PAGE EXCERPT:

October 30 Yuma

Peggy and I both woke up early and initially had no idea why until we noted that the wind had come up and was creating rocking motions of the Invader along with little plopping noises from vegetation being separated from the trees and dropping on the Invader’s roof. The wind must have been doing about 25 or 30 miles an hour and, as a bonus, picking up massive amounts of soil from the surrounding farmland and depositing it elsewhere.
Yuma is a city of some 90,000 persons and the primary and maybe only activity around here may be farming. There are some low rock mountain ranges visible in the distance but most of the land around our RV park is dead flat. Where crops are not currently being irrigated and growing, the fields are bare dirt and those not recently watered have taken to the skies in the breeze. We took a long time to get going today because we really had nothing to do except make it to a store to pick up a half gallon of milk.
Once we finally got on the stick, we drove first to the Yuma Territorial Prison parking lot. The then-territory of Arizona housed some 3500 prisoners here back before 1900 although they must have been here at different times because the facility is very small. It is a masonry structure built by the inmates and looks like it could not hold more than maybe 150 people at any one time. It must have been a bleak existence being sentenced and doing time here.
From there we drove to a strange store called the Peanut Patch. This place apparently serves those with a liking for nuts of almost any variety along with peanut brittle, trail mixes, some chocolate candies and religious books which are prominently displayed right inside the front door. We picked up some nuts, shot glasses that look like Saguaro cacti and some Roadkill Chicken Rub. I have no idea what the last item might be used for unless it is to revive fowl hit by cars.
We made short stops at a Fry’s grocery and diesel station before returning to our RV park for cocktail hour. Yuma has been found to be slightly less than fascinating so far. We noted that Arizona must get their share of the Colorado River water because most of the irrigation here is by inundation from large irrigation canals. Some folks have sprinkler arrays which in today’s breeze seem to force water into the air to have it evaporate in the low humidity. There is a lot of water going to waste here although Yuma is the largest producer of winter veggies (mostly lettuce) in the U.S. The folks in California would love to have the water going into the sky here.
For some pix of this horrible, unremarkable place, go to here

October 29 Ajo to Yuma

We gathered up our stuff, dumped the tanks and departed Ajo Heights RV Park headed for Yuma, Arizona. The drive north from Ajo to I-8 is very scenic through tortured terrain. About 20 miles north of Ajo the road crosses through what seems to be a tiny mountain range with hundreds of little rock minarets dotting the landscape that is pretty neat but further north the road flattens out and crossing the terrain gets to be a drudge. Once we got to westbound I-8, the mountainous terrain disappeared into the distance to be replaced by flat ground with few redeeming features other than some enormous cattle feedlots surrounded by large expanses of dirt with some creosote bushes and palo verde trees.

TASK DESCRIPTION:
Answer these questions using the Yuma travel journal above.
1. About how many prisoners did the territory of Arizona house at the Yuma Territorial Prison before 1900?
2. What do the shot glasses bought at the Peanut Patch look like?
3. Which winter vegetable makes up most of Yuma's production?

DATASET ROWS:

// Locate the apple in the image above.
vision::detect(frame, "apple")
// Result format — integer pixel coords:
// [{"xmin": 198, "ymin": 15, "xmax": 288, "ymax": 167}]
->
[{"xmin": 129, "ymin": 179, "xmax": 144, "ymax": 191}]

COMPLETED EXERCISE:
1. Some 3500 prisoners.
2. Saguaro cacti.
3. Lettuce.